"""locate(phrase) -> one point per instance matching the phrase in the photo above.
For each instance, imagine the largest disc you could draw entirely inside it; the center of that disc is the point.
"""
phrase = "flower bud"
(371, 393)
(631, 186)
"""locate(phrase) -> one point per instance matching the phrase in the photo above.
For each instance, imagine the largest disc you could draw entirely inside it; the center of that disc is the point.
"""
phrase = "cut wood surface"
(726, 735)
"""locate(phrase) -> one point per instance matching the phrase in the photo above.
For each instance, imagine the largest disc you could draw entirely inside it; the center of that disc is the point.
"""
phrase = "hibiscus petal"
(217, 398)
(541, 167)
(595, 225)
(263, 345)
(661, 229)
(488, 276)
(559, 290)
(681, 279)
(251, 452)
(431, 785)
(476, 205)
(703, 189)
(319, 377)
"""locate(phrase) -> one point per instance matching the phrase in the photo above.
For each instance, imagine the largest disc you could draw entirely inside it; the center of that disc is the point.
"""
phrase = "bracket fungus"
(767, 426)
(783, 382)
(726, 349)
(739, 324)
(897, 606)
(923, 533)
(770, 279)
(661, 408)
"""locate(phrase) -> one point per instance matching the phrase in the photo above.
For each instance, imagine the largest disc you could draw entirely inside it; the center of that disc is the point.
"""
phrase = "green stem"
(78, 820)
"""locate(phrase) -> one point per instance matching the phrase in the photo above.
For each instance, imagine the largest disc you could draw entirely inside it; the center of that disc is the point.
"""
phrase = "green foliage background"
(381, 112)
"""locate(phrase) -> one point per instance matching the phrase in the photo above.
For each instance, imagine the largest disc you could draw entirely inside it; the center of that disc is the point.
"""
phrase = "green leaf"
--
--- What the task asks ---
How many lines in the items above contain the word "green"? Reply with the number only.

--- Finished exercise ---
3